**What needs to be done:** Each line of the data holding "target" should be found and copied.

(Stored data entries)
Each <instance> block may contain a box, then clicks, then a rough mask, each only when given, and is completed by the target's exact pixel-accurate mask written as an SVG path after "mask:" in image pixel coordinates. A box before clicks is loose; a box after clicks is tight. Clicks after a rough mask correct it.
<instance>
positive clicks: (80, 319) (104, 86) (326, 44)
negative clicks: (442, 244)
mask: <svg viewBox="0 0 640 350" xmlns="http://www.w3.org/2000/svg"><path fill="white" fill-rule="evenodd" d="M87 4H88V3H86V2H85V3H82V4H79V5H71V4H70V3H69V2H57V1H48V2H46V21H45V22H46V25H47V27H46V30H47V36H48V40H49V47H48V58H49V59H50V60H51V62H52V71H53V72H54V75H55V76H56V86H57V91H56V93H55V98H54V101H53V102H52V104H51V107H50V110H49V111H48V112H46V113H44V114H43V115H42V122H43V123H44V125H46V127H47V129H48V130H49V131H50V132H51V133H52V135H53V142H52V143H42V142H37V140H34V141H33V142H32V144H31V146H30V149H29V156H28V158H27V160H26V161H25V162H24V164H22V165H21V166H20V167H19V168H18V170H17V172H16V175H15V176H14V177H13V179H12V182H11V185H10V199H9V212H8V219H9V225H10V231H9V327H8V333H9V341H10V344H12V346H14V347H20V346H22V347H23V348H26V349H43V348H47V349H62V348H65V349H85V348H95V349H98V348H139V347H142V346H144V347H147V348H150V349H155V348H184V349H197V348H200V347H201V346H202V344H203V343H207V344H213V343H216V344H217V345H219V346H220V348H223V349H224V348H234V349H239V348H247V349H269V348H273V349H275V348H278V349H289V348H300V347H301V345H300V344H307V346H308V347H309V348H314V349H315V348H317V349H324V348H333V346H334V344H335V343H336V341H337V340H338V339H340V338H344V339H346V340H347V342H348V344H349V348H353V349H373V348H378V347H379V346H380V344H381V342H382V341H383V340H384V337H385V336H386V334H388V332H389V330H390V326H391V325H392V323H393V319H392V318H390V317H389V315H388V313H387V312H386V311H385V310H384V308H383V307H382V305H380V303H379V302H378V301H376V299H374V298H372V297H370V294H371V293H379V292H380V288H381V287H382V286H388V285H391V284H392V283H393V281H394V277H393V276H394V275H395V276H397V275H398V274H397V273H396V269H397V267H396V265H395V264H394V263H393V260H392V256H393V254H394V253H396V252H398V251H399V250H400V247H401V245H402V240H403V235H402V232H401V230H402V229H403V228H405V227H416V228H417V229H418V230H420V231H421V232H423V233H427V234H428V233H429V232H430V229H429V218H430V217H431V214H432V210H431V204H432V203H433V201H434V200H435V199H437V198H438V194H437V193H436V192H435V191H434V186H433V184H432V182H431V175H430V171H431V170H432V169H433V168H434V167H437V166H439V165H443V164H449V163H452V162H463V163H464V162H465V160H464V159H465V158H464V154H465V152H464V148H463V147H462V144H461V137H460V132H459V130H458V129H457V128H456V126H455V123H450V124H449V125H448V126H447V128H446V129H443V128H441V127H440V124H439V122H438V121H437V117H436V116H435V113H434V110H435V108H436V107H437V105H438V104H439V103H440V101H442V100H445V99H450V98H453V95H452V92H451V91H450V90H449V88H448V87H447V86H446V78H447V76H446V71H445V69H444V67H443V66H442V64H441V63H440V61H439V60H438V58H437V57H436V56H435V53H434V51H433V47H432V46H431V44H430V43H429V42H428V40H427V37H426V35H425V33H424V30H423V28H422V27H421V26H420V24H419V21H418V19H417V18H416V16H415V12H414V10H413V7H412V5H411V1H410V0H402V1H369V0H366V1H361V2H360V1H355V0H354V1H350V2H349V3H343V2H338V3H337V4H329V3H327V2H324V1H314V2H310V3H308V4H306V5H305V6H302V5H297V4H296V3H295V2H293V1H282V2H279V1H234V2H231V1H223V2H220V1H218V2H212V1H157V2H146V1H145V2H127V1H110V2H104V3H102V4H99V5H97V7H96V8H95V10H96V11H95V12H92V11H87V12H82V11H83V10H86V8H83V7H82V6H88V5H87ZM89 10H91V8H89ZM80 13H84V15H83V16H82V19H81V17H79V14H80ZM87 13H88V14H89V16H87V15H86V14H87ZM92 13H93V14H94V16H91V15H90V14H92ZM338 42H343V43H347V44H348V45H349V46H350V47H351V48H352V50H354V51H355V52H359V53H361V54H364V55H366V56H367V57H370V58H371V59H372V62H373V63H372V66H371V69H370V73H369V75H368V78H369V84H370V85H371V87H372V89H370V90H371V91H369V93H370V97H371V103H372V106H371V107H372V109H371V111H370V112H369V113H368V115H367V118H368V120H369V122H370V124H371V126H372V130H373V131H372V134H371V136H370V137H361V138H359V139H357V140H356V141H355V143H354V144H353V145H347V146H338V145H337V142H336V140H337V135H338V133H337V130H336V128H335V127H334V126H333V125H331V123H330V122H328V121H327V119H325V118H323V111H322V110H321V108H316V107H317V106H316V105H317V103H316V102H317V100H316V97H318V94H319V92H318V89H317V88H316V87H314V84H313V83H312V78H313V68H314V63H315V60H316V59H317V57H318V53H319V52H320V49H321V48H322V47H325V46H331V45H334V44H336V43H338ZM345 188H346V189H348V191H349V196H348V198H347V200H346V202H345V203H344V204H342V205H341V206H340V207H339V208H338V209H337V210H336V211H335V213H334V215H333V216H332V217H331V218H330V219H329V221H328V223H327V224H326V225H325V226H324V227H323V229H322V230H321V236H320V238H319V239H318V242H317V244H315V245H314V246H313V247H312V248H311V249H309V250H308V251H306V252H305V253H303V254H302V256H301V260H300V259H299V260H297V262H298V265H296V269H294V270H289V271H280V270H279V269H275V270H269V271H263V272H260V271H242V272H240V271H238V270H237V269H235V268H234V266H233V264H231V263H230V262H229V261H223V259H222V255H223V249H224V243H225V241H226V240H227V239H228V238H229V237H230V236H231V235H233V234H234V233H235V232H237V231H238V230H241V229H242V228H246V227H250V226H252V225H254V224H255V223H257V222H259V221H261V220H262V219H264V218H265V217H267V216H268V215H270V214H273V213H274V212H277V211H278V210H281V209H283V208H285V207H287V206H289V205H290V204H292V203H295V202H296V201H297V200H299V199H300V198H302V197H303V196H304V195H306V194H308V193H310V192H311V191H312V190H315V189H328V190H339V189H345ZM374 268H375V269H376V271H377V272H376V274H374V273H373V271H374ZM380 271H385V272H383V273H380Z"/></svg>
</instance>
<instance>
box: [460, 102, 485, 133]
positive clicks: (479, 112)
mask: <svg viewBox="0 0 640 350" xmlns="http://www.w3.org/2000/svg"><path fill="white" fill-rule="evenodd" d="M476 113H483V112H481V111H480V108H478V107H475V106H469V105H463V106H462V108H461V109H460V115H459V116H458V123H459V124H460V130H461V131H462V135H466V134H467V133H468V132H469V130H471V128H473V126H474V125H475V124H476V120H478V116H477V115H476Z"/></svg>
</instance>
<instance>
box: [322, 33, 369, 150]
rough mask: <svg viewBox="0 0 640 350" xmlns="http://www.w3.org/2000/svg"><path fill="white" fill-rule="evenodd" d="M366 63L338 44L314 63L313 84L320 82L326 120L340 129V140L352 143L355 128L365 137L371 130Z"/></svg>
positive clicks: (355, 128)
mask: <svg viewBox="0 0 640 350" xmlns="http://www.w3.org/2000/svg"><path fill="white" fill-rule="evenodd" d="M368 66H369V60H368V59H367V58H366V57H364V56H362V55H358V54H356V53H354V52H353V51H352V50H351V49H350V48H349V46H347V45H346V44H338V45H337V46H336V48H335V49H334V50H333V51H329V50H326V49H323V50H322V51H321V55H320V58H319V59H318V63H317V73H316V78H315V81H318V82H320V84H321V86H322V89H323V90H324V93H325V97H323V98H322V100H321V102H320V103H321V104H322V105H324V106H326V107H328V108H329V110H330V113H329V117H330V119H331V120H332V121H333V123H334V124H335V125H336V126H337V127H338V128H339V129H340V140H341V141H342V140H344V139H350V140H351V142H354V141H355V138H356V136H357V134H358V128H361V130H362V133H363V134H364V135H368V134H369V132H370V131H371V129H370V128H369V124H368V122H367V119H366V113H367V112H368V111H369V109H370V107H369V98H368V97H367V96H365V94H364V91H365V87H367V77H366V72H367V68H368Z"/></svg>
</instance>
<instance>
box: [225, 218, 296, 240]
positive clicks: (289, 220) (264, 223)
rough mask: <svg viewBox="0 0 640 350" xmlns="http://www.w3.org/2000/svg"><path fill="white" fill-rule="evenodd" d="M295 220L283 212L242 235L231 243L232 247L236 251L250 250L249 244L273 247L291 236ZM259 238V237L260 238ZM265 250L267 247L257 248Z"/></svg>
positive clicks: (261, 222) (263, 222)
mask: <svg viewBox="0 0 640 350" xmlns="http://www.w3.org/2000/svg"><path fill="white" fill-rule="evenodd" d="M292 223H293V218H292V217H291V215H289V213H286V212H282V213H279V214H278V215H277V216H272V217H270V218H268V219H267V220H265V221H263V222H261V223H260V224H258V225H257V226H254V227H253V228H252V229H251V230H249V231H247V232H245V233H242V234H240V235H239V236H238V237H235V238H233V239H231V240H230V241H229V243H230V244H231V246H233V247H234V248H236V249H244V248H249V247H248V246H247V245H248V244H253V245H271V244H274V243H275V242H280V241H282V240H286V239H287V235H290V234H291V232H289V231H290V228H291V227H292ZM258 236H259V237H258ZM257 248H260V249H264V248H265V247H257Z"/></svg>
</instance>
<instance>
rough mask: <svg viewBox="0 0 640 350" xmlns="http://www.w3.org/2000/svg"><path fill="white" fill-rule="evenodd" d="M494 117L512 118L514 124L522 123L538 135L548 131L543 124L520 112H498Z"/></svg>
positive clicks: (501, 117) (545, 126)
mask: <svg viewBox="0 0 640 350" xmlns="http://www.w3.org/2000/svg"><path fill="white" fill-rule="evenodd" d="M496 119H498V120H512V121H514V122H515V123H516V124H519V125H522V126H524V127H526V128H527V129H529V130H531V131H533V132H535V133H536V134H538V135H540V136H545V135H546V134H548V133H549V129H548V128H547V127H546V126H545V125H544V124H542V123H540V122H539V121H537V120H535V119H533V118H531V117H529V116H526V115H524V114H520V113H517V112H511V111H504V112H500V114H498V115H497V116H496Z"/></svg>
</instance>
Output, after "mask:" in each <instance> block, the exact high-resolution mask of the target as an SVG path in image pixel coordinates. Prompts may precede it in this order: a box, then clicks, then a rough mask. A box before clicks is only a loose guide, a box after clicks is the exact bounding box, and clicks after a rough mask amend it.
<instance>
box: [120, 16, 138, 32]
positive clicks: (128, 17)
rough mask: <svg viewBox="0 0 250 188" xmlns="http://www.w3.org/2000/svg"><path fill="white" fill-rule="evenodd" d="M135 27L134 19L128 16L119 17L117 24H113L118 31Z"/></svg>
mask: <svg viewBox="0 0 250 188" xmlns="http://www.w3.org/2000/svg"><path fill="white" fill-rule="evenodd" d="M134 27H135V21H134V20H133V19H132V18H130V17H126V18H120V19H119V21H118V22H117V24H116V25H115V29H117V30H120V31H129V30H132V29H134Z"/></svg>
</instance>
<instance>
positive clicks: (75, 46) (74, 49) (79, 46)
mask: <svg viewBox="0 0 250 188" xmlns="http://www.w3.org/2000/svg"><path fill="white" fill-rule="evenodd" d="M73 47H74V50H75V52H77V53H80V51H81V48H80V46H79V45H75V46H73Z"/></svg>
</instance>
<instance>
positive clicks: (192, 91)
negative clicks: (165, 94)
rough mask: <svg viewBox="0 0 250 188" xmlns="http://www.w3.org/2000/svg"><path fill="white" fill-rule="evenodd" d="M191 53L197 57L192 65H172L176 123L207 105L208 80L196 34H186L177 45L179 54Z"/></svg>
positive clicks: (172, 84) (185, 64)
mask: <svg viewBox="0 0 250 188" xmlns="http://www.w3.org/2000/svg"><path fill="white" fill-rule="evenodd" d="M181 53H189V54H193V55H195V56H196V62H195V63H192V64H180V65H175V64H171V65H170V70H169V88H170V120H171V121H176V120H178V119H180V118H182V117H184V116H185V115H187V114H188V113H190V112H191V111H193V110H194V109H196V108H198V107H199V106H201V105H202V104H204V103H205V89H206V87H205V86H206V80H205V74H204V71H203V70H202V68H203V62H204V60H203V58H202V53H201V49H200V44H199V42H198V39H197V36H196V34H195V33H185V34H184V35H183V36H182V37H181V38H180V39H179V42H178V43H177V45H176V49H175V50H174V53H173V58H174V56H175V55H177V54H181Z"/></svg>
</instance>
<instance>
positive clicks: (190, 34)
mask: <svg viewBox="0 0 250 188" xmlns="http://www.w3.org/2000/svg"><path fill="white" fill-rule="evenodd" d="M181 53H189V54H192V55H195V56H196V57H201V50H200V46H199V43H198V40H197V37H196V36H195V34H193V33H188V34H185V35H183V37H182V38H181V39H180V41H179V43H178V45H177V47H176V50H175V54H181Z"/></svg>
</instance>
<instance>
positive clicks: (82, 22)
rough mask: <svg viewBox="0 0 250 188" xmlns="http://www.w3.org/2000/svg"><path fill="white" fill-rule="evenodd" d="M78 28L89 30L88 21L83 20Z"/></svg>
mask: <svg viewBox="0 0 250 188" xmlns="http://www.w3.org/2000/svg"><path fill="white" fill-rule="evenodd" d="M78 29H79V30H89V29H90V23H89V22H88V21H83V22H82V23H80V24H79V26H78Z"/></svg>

**Answer box:**
Each <instance> block may contain a box, then clicks, then a rough mask, each only when given, and is completed by the target's exact pixel-accurate mask written as an SVG path after "mask:" in image pixel coordinates. A box before clicks is loose; a box after clicks is tight. Clicks after a rough mask correct it.
Output, after "mask:" in each <instance> block, the exact high-resolution mask of the target as an SVG path in image pixel coordinates. Prompts may precede it in this order: a box, then clicks, then a rough mask. A box before clicks is only a loose guide, a box after clicks is the exact bounding box, and clicks after a rough mask amend it.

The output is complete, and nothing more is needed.